_Yang Diharapkan_: Menurut dokumen di bawah, apa tema Hari Perempuan Internasional 2024 yang ditetapkan PBB? Tolong jawab dalam satu kalimat.

_Dokumen_:
++++++++++
Berinvestasi Pada Perempuan Akan Mensejahterakan, Benarkah?

 Oleh Tity Maharani Swastika. S,si


Perserikatan Bangsa-Bangsa atau PBB secara khusus menetapkan tema perayaan peringatan Hari Perempuan Internasional, yang jatuh pada Jumat, 8 Maret 2024, adalah ”Berinvestasi pada Perempuan: Memperkuat Kemajuan”. Tema itu sengaja dipilih di tengah dunia yang menghadapi aneka krisis, mulai dari konflik geopolitik hingga melonjaknya kemiskinan dan meningkatnya tantangan akan dampak perubahan iklim. PBB menegaskan bahwa aneka tantangan itu hanya dapat diatasi dengan memberdayakan perempuan.

Investasi pada perempuan diyakini dapat memacu perubahan dan mempercepat transisi dunia yang lebih sehat, aman, dan setara bagi semua orang, mengingat 49,68 persen penduduk dunia atau sekitar 3,95 miliar jiwa adalah perempuan, sesuai data Bank Dunia pada akhir 2022.

Lembaga PBB untuk kesetaraan gender dan pemberdayaan perempuan, UN Women, dalam situsnya yang dikutip pada Senin (4/3/2024), menyatakan, dunia membutuhkan tambahan dana 360 miliar dollar AS per tahun, terutama bagi negara berkembang, untuk mencapai kesetaraan gender sesuai dengan Tujuan Pembangunan Berkelanjutan.

Penambahan dana itu penting, di antaranya, untuk menghapus kesenjangan gender dalam lapangan kerja. UN Women menyampaikan, menghilangkan kesenjangan gender dalam lapangan kerja dapat meningkatkan pendapatan domestik bruto (PDB) per kapita sebesar 20 persen. Saat ini PDB global mencapai 101,56 triliun dollar AS pada 2022, seperti dilaporkan Dana Moneter Internasional (IMF).

Hal yang menurut UN Women bisa mempercepat pemberdayaan ekonomi perempuan, di antaranya, adalah menghubungkan perempuan dengan sumber daya keuangan. Saat ini usaha mikro, kecil, dan menengah (UMKM) yang dimiliki perempuan secara global mengalami kekurangan dana hingga 1,7 triliun dollar AS. Menghapus kesenjangan kredit UMKM perempuan akan menghasilkan peningkatan pendapatan tahunan rata-rata 12 persen pada 2030.

Pertanyaannya, benarkah dengan berinvestasi pada perempuan-sesuai anggapan UN Women-akan mampu meningkatkan kesejahteraan, khususnya perempuan?
++++++++++
_Baris Data_:
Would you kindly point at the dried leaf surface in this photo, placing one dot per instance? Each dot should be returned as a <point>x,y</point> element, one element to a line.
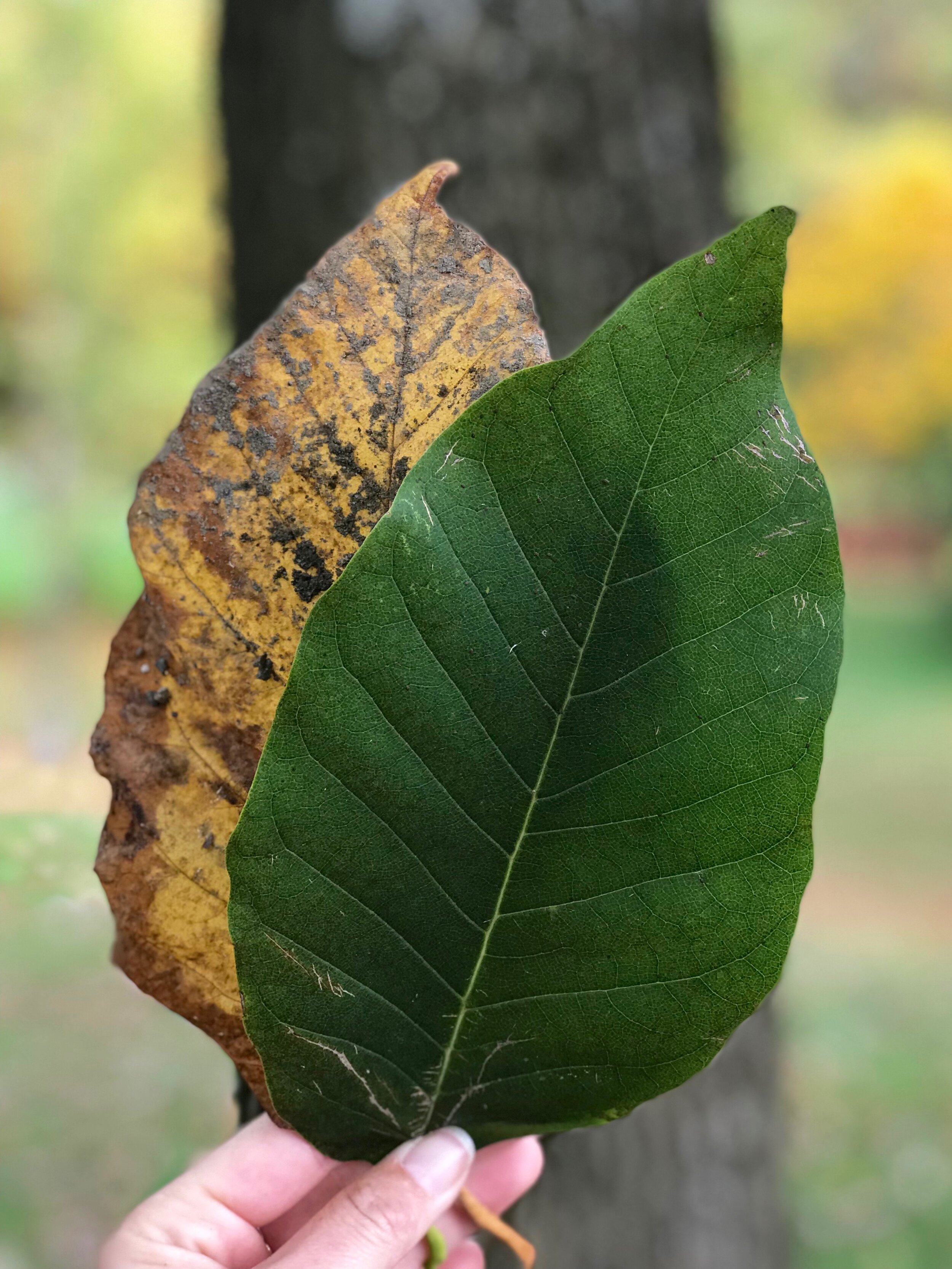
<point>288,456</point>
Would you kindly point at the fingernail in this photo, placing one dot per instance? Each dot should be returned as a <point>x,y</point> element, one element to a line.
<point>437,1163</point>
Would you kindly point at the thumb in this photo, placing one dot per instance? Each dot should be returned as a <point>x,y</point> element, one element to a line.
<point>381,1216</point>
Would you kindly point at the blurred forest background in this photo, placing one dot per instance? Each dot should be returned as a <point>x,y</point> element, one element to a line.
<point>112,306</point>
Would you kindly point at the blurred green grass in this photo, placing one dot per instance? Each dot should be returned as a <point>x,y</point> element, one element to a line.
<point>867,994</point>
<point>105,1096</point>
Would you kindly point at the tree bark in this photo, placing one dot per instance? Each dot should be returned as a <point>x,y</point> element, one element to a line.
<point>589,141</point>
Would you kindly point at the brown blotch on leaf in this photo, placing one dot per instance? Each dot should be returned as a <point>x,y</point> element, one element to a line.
++++++++++
_Penyelesaian Soal_: Tema yang ditetapkan PBB adalah "Berinvestasi pada Perempuan: Memperkuat Kemajuan".